══ Page text ══

In contrast, Iranian sources claim that about 35-40 Iraqi fighters were shot down by Tomcats during the war, and that only one IRIAF Tomcat was lost in air-to-air combat. Iranian F-14As are known to have shot down at least three Iraqi fighters, including two Mirage F1s and one MiG-21. An Iranian Tomcat achieved a kill against an Iraqi Mirage F1 as late as the spring of 1988, indicating that the IRIAF was able to keep at least one Tomcat operational.

Recent books by Tom Cooper and Farzad Bishop seem to suggest that the Iranian use of the Tomcat might have been more effective than had been previously reported. Even though the AIM-54 was supposedly rendered ineffective by sabotage, the AN/AWG-9 radar did remain operational, and the Iranian Tomcats could still fire AIM-7 and AIM-9 missiles. Most IRIAF Tomcats flew with a missile load of four Sparrows and two Sidewinders. These books also report that during the Iran-Iraq war there were several Tomcat aces with over 8 kills each, and that there were over 100 total victory claims. It was often the case that the mere appearance of one or more Tomcats was enough to send Iraqi fighters fleeing for cover.

═══

* _Problem A_: Output the passage of the Iranian Tomcat text starting at "Recent books by" and ending at "fleeing for cover.".
* _Problem B_: Pick up the text on Iranian Tomcats in the Iran-Iraq war from the point where it stops.
The entries that follow are separate material and are not part of the Iranian Tomcat text.

══ Raw data ══

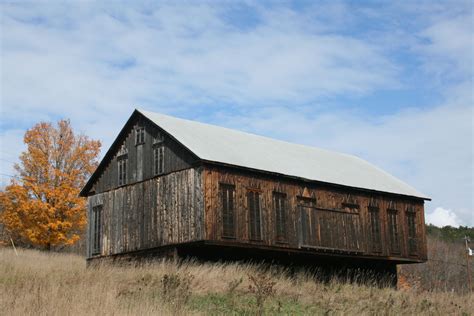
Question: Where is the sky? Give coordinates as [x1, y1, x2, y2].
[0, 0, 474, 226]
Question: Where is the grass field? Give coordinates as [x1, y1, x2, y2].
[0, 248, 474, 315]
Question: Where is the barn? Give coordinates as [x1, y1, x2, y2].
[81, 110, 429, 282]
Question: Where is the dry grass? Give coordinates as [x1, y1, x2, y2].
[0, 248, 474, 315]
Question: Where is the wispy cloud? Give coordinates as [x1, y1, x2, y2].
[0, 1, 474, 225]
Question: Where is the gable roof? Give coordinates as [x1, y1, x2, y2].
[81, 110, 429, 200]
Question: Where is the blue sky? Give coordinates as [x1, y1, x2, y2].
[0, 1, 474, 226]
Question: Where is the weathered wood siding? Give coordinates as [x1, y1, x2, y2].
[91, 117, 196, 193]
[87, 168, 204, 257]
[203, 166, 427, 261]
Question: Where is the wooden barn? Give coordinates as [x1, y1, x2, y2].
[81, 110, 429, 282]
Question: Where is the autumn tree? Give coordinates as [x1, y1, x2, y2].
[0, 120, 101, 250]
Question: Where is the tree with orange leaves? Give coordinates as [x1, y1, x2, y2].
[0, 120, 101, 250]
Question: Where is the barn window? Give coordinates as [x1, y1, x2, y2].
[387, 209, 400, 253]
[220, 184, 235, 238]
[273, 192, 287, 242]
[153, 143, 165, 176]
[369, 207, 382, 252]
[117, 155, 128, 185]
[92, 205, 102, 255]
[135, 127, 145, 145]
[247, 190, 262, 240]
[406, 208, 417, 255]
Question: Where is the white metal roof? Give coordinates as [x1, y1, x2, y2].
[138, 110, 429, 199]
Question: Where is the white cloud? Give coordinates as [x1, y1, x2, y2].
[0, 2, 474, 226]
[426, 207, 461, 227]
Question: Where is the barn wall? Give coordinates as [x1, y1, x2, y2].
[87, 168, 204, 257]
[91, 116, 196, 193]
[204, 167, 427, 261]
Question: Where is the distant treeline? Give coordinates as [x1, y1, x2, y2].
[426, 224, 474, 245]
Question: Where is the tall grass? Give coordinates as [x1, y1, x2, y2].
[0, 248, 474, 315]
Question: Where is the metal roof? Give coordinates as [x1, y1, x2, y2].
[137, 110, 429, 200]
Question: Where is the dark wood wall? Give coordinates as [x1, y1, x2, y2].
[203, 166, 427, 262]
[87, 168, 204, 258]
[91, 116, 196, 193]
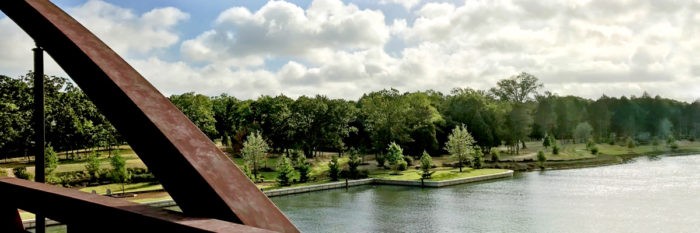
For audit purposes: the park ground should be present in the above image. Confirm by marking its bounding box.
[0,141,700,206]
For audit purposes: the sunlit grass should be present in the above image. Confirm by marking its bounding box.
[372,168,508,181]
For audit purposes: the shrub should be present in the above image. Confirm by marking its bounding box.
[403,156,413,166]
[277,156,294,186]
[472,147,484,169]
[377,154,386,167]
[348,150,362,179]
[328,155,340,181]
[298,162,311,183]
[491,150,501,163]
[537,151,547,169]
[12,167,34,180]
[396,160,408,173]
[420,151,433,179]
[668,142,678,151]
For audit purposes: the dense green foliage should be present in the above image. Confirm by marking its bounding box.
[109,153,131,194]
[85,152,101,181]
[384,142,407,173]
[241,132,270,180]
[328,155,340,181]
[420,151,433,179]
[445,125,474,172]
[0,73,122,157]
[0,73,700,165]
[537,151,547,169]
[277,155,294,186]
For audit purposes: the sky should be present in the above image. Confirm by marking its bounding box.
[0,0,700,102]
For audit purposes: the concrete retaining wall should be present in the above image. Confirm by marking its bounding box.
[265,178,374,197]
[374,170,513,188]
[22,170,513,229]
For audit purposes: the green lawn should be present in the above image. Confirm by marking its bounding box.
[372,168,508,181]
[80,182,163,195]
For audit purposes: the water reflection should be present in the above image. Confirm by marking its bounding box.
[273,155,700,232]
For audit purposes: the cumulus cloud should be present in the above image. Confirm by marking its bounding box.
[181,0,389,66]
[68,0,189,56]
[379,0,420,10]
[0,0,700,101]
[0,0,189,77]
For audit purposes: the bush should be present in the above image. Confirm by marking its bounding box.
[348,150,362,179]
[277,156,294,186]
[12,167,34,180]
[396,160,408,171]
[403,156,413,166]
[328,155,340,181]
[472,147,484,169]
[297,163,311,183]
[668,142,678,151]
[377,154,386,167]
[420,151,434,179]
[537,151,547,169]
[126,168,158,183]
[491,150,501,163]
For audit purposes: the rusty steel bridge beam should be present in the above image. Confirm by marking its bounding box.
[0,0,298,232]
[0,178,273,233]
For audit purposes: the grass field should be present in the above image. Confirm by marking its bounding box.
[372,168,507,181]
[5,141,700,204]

═══

* _Exercise result A_:
Recent books by Tom Cooper and Farzad Bishop seem to suggest that the Iranian use of the Tomcat might have been more effective than had been previously reported. Even though the AIM-54 was supposedly rendered ineffective by sabotage, the AN/AWG-9 radar did remain operational, and the Iranian Tomcats could still fire AIM-7 and AIM-9 missiles. Most IRIAF Tomcats flew with a missile load of four Sparrows and two Sidewinders. These books also report that during the Iran-Iraq war there were several Tomcat aces with over 8 kills each, and that there were over 100 total victory claims. It was often the case that the mere appearance of one or more Tomcats was enough to send Iraqi fighters fleeing for cover.

* _Exercise result B_:
Even though several AIM-54s were indeed sabotaged, most of them were eventually brought back into service and some were actually used in combat. These books reported that during the Iran-Iraq War, Iranian Tomcat crews scored numerous AIM-54 kills. There were several accounts of Iranian pilots using AIM-54s successfully against Iraqi aircraft formations. Iran has also produced a reverse-engineered version of the AIM-54, although in limited numbers.

It is extremely difficult to get any reliable estimates of just how many Iranian F-14As were in operational service at any one time during the war. Western intelligence estimates tended to put the number of serviceable Tomcats flying with the IRIAF at a very low level, often less than ten, with other planes having been deliberately cannibalized to keep at least a few flying. In the summer of 1984, the Pentagon estimated that Iran could field only 15-20 Tomcats, maintaining them largely by cannibalization. Iranian sources tended to discount these Western estimates as "imperialist propaganda", and place the number of in-service Tomcats at a much higher value.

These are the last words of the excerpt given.